═════ Passage shown
As gas prices rise more and more people are supposedly supporting the bicycle cause. I don’t see it. I am getting the same response from cars that I get when I was commuting by bike from work to school in the city of Chicago 8 years ago which is that the roads meant only for cars I have people say to me “You ride your bike everywhere. That’s good more people should do it, especially with gas prices and the environment”, but the drivers on the road seem to have another attitude.
When it comes down to what the law is versus what will keep me alive, I will go with the safer route. Maybe at some point cyclist/driver laws will be more common knowledge but until then I’d rather not rely on the laws for safety. Unfortunately rules of the road don’t mean anything if others don’t follow them. But for all intents and purposes, at the beginning of 2008, the state of Illinois passed a law requiring all motor vehicles to allow a minimum of 3 feet between them and a cyclist when passing. Although this law doesn’t really apply to my predicament, I only mention it because although Illinois has this law. I don’t know of anyone who isn’t a cyclist that’s heard of it.
══════════
═════ Stored data
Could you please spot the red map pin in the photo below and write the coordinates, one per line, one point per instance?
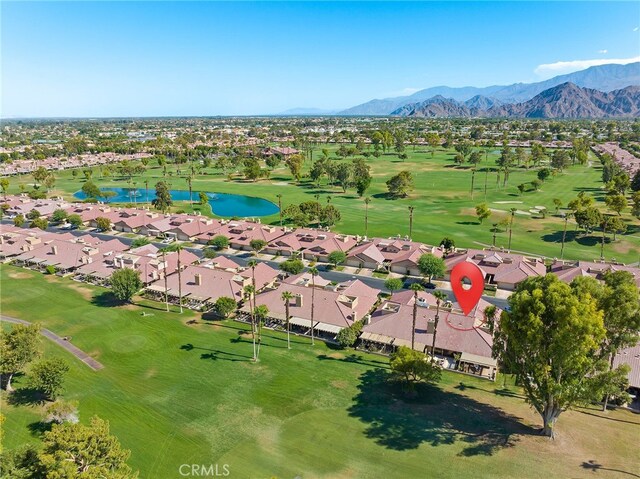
══════════
Stated problem: In the passage on cycling and rising gas prices, how does "Unfortunately rules of the road don’t mean anything if others don’t follow them." read in Spanish?

Right answer: Desafortunadamente, las reglas de tránsito no significan nada si los demás no las respetan.